**WHAT IS EXPECTED**
In your copy, leave out the pictures; write out all the data exactly.

**INFORMATION SUPPLIED**
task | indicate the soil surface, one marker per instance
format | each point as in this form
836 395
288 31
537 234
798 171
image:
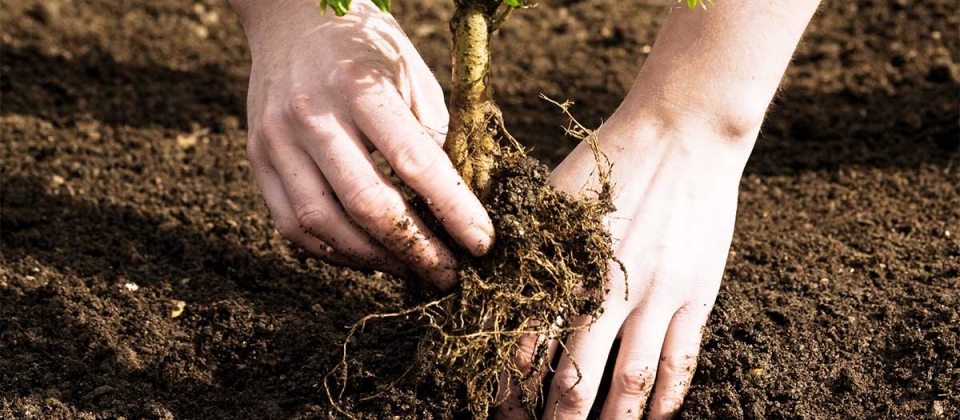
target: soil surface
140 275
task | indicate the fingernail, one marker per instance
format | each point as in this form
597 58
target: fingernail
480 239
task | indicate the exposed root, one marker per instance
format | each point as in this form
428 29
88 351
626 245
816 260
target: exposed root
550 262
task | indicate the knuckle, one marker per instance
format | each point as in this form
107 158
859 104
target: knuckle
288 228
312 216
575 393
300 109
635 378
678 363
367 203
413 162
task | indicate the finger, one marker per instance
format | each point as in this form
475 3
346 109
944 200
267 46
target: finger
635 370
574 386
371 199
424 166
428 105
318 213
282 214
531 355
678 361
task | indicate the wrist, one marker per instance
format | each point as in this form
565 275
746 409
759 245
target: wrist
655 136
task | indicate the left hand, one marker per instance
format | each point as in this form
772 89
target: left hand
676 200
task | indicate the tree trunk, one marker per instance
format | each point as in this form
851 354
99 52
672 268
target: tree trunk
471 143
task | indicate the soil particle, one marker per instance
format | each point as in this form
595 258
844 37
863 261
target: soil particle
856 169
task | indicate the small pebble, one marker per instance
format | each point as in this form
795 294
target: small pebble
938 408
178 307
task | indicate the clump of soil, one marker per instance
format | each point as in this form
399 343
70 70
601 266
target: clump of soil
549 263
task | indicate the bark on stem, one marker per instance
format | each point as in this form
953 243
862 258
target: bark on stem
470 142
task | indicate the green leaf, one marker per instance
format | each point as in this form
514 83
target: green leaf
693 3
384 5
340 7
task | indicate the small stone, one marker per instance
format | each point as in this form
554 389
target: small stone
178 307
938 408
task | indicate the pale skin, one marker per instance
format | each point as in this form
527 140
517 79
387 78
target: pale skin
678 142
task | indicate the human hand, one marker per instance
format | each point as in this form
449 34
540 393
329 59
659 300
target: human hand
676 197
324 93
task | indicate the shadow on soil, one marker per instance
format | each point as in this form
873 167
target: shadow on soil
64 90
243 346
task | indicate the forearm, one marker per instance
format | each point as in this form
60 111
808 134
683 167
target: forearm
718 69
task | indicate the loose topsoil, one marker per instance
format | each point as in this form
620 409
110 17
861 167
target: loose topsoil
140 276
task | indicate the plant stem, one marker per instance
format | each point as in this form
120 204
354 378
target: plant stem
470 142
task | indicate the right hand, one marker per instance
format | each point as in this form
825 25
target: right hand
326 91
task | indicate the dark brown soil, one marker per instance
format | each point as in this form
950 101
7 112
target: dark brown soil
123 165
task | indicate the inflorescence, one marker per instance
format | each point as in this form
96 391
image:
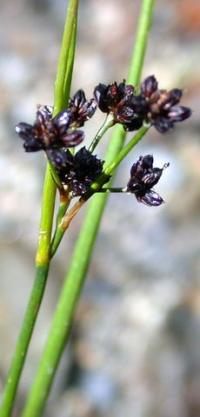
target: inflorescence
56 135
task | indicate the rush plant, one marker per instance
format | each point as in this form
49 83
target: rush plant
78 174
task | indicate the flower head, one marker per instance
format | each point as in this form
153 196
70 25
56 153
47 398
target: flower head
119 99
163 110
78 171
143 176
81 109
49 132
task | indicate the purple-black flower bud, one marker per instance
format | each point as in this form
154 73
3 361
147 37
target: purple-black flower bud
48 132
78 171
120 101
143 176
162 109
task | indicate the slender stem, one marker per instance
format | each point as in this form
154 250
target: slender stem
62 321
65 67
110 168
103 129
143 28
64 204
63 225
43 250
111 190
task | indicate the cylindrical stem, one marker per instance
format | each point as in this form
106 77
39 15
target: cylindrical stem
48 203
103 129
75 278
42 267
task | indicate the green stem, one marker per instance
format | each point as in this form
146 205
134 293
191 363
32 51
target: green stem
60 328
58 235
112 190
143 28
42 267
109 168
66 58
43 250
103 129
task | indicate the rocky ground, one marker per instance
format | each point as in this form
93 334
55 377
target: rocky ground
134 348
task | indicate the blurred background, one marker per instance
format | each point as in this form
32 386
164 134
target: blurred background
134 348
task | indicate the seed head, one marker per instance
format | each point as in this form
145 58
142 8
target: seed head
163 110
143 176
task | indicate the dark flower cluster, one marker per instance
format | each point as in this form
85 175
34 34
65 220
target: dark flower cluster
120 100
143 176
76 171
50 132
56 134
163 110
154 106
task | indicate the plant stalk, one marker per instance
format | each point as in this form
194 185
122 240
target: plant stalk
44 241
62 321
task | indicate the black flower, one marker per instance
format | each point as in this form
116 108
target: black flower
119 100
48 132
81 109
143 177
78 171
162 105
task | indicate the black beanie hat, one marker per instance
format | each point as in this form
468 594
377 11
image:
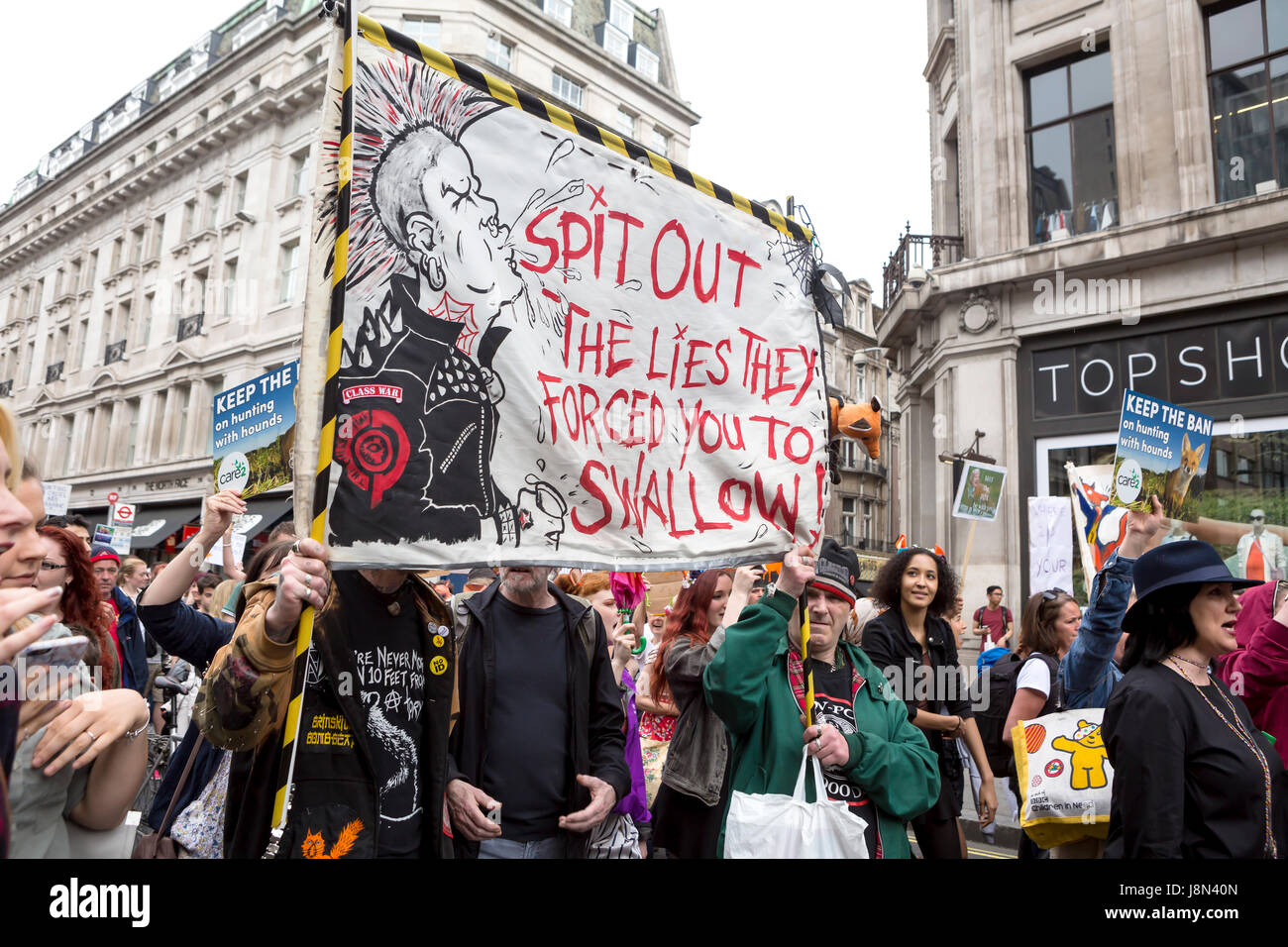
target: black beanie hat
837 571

**SOLUTION FOR THIS TASK**
task | indicate the soil surface, one marker per instance
format | each point as in this form
836 395
288 31
537 234
798 171
image:
target: soil surface
140 275
task | indicate the fingernail, one marker per instance
format | each point as in this form
597 58
target: fingernail
480 239
task | indicate the exposed root, one marker per instance
format | each point as in this form
428 29
88 351
626 245
816 260
target: exposed root
550 262
task | indicate the knuckle, one marker per instance
format | each point as in this form
107 158
859 104
target: knuckle
288 228
312 216
575 393
300 109
635 378
678 363
367 203
413 162
task | indicate the finger, one marker per instance
format | each point as in this form
475 3
346 109
944 200
267 46
target: finger
635 370
574 386
371 199
424 166
428 105
318 213
282 214
531 355
678 361
task | indicate the wrist, one marker per instance
format | each point as in this form
565 275
746 409
759 245
target: wrist
655 136
task | indicate the left hand, one marker per instance
format | each point as in this form
772 89
target: left hand
676 200
task | indicate the tree trunk, one marker per instance
format | each point as in this form
851 354
99 52
672 268
target: tree trunk
471 143
task | indicate the soil particle, one marker per instance
format | each point as in this form
595 258
844 37
863 261
target: soil particle
856 169
task | indicate the small pebble, one marker per instance
format | each point as in this form
795 294
target: small pebble
938 408
178 307
task | indicate the clump of soil, one marker per instance
format | each point as in this form
399 343
70 70
601 266
target: clump of soil
549 263
task | indicate the bark on stem, one marker per instance
format | each point as in this form
953 243
862 258
target: bark on stem
470 142
task | indicate the green leaf, one marker per instance
format | each point as in this form
514 83
target: green leaf
693 3
384 5
340 7
task | indicate the small stone, one marker per instance
format | each point as in this form
554 389
target: small stone
178 307
938 408
task | indicate the pale skin, one marker per instance
format | each point as in this form
527 140
517 79
387 78
target: pale skin
678 142
task | indicate the human hand, one marker per instance
format | each point as in this form
449 34
540 393
329 59
659 300
target: human hand
676 197
324 93
task | indicate the shadow on soil, one marker per instance
format | each point as in this form
873 167
target: shadow on soil
64 90
243 346
task | indicate the forearm, one marker per instance
format | each point as in this form
60 111
808 134
683 167
target: forearm
718 69
task | indicate the loose topsoil, one marker per instance
format | each point as in this form
620 409
110 17
861 167
target: loose topsoil
140 276
task | indicate the plant stem, one marker per instance
format | each point as in this form
120 204
354 378
target: plant stem
470 142
task | indicate the right hand, one marker per instance
format | each point as in this form
825 25
target: right hand
326 91
task | indicate the dark brown soil, one marker per instance
format | each point as in this form
950 101
7 112
target: dark brown soil
123 165
task | indicate the inflorescence, one marker per instance
format | each point as in this form
96 391
image:
target: inflorescence
56 135
task | indicate the rush plant, one marker per instance
format | each point as in this form
49 83
target: rush plant
78 174
task | indicate the flower head, one marker per instance
format | each point as in this form
153 196
70 25
56 153
47 398
target: flower head
119 99
163 110
78 171
143 176
81 109
49 132
task | indicate the purple-black flower bud, one marker per instance
format | each point as in this form
154 73
3 361
147 37
target: purple-black flower bud
48 132
78 171
120 101
143 176
162 109
task | indicate the slender stem, one marker per instance
format | each point as in this form
154 250
target: slender stem
62 321
65 67
110 168
103 129
143 28
64 204
63 225
43 250
111 190
task | indicate the cylindrical stem, one marker per instance
format | each point as in this form
106 77
39 15
target: cylindrical stem
48 203
103 129
75 278
42 267
task | indicate the green stem, one marker per instance
format | each point as in this form
146 205
134 293
191 363
32 51
target: green stem
60 328
58 235
112 190
143 28
42 267
109 168
66 58
43 250
103 129
task | indicate the rocky ground, one marker per instance
format | each point as in this form
93 334
55 377
target: rocky ground
134 348
task | indicate the blurred background, one marker per instance
format | each point as in this form
32 386
164 134
target: blurred background
134 348
task | indicate the seed head, one marker per instance
format | each point as in this form
145 58
142 8
target: seed head
163 110
143 176
task | indicate the dark flower cluster, one marker per instance
format | each point as in this form
85 175
34 34
65 220
target: dark flower cluster
120 100
143 176
76 171
50 132
56 134
163 110
154 106
task | indicate the plant stalk, one marker per instance
format | each point as in this form
194 185
122 240
target: plant stalk
44 241
62 321
task | indicate the black flower, one marker per instance
format | each point as in this form
116 108
target: black flower
119 100
48 132
81 109
143 177
78 171
162 105
task | indicate the black beanie hat, one marker per instance
format | each point as in this form
468 594
377 11
image:
target: black beanie hat
837 571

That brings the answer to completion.